___ Recorded data ___

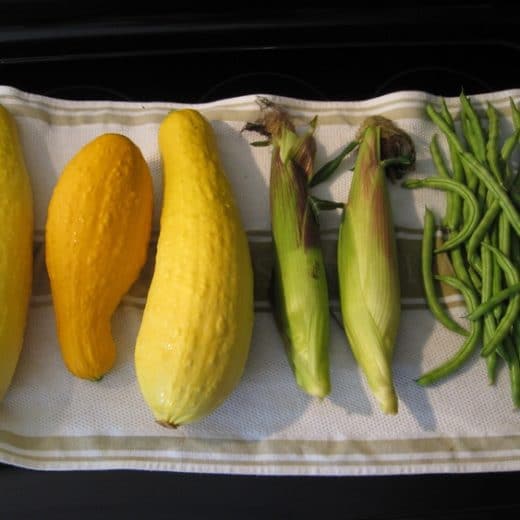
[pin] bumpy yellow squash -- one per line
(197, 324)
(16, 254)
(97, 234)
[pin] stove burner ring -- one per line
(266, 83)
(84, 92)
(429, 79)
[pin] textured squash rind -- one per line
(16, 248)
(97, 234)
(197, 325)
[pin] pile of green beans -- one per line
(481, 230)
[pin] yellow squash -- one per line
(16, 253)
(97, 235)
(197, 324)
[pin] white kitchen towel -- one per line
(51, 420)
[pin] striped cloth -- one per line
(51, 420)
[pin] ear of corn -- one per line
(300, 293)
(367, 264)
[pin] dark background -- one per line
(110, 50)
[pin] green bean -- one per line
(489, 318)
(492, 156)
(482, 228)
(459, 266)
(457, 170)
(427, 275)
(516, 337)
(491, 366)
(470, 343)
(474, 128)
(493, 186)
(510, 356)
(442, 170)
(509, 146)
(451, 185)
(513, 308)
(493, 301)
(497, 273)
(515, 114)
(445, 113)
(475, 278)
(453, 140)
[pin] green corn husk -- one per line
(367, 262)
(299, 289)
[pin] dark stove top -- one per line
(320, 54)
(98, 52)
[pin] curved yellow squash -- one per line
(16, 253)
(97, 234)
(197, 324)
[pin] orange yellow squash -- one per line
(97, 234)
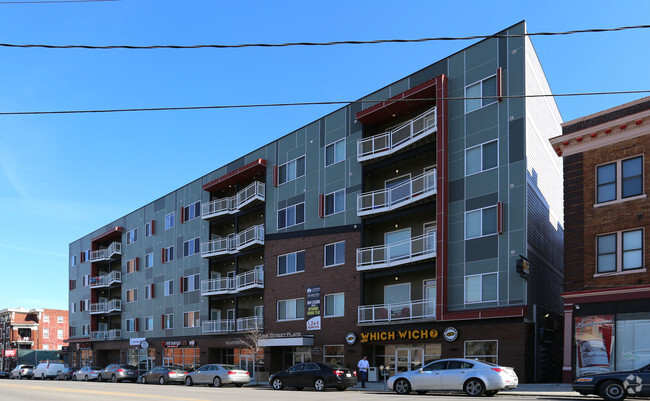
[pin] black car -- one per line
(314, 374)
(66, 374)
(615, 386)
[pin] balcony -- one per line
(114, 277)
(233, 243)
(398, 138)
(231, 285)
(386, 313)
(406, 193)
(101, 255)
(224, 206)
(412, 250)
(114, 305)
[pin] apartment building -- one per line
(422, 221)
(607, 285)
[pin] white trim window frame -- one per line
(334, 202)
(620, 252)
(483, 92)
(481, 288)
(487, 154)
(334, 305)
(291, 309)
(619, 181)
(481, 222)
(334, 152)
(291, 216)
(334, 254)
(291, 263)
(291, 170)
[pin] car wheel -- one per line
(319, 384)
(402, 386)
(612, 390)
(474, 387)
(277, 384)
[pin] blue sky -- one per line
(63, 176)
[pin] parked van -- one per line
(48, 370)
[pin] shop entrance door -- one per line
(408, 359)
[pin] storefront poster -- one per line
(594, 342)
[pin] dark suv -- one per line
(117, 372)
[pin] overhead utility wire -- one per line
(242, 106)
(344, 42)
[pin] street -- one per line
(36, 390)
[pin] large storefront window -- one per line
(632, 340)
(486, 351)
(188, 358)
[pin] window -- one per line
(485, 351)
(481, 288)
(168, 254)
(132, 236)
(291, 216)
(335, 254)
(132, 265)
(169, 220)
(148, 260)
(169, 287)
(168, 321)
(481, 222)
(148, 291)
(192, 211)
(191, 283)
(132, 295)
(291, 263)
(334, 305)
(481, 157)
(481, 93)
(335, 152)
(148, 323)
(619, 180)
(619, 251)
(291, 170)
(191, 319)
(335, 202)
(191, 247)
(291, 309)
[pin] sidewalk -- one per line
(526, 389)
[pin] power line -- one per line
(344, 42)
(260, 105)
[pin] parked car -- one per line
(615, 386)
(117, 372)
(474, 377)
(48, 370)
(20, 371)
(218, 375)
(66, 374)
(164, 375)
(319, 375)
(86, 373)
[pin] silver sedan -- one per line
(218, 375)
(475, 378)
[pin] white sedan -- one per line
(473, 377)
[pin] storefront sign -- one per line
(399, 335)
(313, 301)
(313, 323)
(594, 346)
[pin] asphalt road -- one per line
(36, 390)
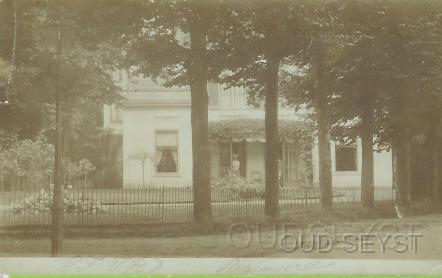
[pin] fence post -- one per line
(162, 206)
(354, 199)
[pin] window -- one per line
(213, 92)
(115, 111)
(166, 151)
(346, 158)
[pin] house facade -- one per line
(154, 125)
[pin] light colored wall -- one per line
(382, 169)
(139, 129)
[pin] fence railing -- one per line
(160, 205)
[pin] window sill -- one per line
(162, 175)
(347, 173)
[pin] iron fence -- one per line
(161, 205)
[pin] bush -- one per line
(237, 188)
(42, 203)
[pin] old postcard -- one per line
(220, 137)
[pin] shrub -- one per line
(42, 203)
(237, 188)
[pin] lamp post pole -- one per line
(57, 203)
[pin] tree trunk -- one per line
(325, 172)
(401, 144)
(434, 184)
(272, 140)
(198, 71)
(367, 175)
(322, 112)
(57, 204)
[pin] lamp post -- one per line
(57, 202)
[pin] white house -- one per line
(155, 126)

___

• Problem to solve
Recast the lines of all the records above as one numbered list, skipping any blank lines. Do not include the pictures in your answer.

• Exercise result
1. [pin] bumpy yellow squash -- one per line
2. (197, 324)
3. (16, 254)
4. (97, 234)
5. [pin] stove burner ring -- one per line
6. (266, 83)
7. (84, 92)
8. (429, 79)
9. [pin] textured squash rind -- one per line
10. (16, 248)
11. (97, 234)
12. (197, 325)
13. [pin] pile of green beans -- one per line
14. (481, 230)
15. [pin] yellow squash -- one per line
16. (16, 253)
17. (97, 235)
18. (197, 324)
19. [pin] white kitchen towel -- one per line
20. (51, 420)
21. [pin] striped cloth -- one per line
22. (51, 420)
23. [pin] ear of corn -- one per line
24. (300, 293)
25. (367, 264)
26. [pin] dark background -- one per line
27. (110, 50)
28. [pin] green bean -- one per line
29. (489, 318)
30. (492, 156)
31. (482, 228)
32. (459, 266)
33. (457, 170)
34. (427, 275)
35. (516, 337)
36. (491, 366)
37. (470, 343)
38. (474, 128)
39. (493, 186)
40. (510, 356)
41. (442, 170)
42. (509, 146)
43. (451, 185)
44. (513, 308)
45. (493, 301)
46. (497, 273)
47. (515, 114)
48. (445, 113)
49. (475, 278)
50. (453, 140)
51. [pin] green corn husk -- one per line
52. (367, 262)
53. (299, 289)
54. [pin] dark stove top -- one per line
55. (320, 54)
56. (98, 52)
57. [pin] curved yellow squash -- one per line
58. (16, 253)
59. (97, 234)
60. (197, 324)
61. [pin] orange yellow squash -- one per line
62. (97, 234)
63. [pin] black car -- one per line
64. (314, 374)
65. (66, 374)
66. (615, 386)
67. [pin] balcony -- one per line
68. (114, 277)
69. (233, 243)
70. (398, 138)
71. (231, 285)
72. (386, 313)
73. (406, 193)
74. (101, 255)
75. (224, 206)
76. (412, 250)
77. (114, 305)
78. [pin] apartment building -- one per line
79. (422, 221)
80. (607, 285)
81. [pin] white trim window frame -- one per line
82. (334, 202)
83. (620, 252)
84. (483, 92)
85. (481, 288)
86. (487, 154)
87. (334, 305)
88. (291, 309)
89. (619, 181)
90. (481, 222)
91. (334, 152)
92. (291, 216)
93. (334, 254)
94. (291, 263)
95. (291, 170)
96. [pin] car wheel -- one per line
97. (319, 384)
98. (402, 386)
99. (612, 390)
100. (474, 387)
101. (277, 384)
102. [pin] blue sky -- one per line
103. (63, 176)
104. [pin] parked van -- one per line
105. (48, 370)
106. [pin] shop entrance door -- one per line
107. (408, 359)
108. [pin] storefront poster -- one per line
109. (594, 342)
110. [pin] dark suv -- one per line
111. (117, 372)
112. [pin] overhead utility wire -- one per line
113. (242, 106)
114. (344, 42)
115. [pin] street -- one per line
116. (36, 390)
117. [pin] large storefront window -- one per line
118. (632, 340)
119. (486, 351)
120. (188, 358)
121. [pin] window -- one per line
122. (485, 351)
123. (481, 288)
124. (168, 254)
125. (132, 236)
126. (291, 216)
127. (335, 254)
128. (132, 265)
129. (169, 220)
130. (148, 260)
131. (169, 287)
132. (168, 321)
133. (481, 222)
134. (148, 291)
135. (192, 211)
136. (191, 283)
137. (132, 295)
138. (291, 263)
139. (334, 305)
140. (481, 157)
141. (481, 93)
142. (335, 152)
143. (148, 323)
144. (619, 180)
145. (619, 251)
146. (291, 170)
147. (191, 319)
148. (335, 202)
149. (191, 247)
150. (291, 309)
151. [pin] sidewalk -- one per line
152. (526, 389)
153. [pin] power line -- one per line
154. (344, 42)
155. (260, 105)
156. [pin] parked car -- one per line
157. (615, 386)
158. (117, 372)
159. (474, 377)
160. (48, 370)
161. (20, 371)
162. (218, 375)
163. (66, 374)
164. (164, 375)
165. (319, 375)
166. (86, 373)
167. [pin] silver sedan -- one per line
168. (218, 375)
169. (475, 378)
170. [pin] white sedan -- one per line
171. (473, 377)
172. [pin] storefront sign -- one per line
173. (399, 335)
174. (313, 301)
175. (313, 323)
176. (594, 346)
177. [pin] asphalt road -- one per line
178. (36, 390)
179. [pin] fence post -- one per line
180. (162, 206)
181. (354, 199)
182. [pin] window -- one per line
183. (213, 92)
184. (115, 111)
185. (166, 151)
186. (346, 158)
187. [pin] house facade -- one per line
188. (154, 125)
189. [pin] light colored wall -- one per line
190. (382, 169)
191. (139, 129)
192. [pin] fence railing -- one per line
193. (160, 205)
194. [pin] window sill -- one per line
195. (162, 175)
196. (347, 173)
197. [pin] iron fence -- one per line
198. (161, 205)
199. [pin] bush -- one per line
200. (237, 188)
201. (42, 203)
202. [pin] old postcard -- one per line
203. (220, 137)
204. [pin] shrub -- one per line
205. (42, 203)
206. (237, 188)
207. [pin] lamp post pole -- one per line
208. (57, 203)
209. [pin] tree trunk -- one per line
210. (325, 172)
211. (401, 144)
212. (434, 184)
213. (272, 140)
214. (198, 71)
215. (367, 175)
216. (322, 112)
217. (57, 204)
218. [pin] lamp post -- one per line
219. (57, 202)
220. [pin] white house -- one per line
221. (155, 126)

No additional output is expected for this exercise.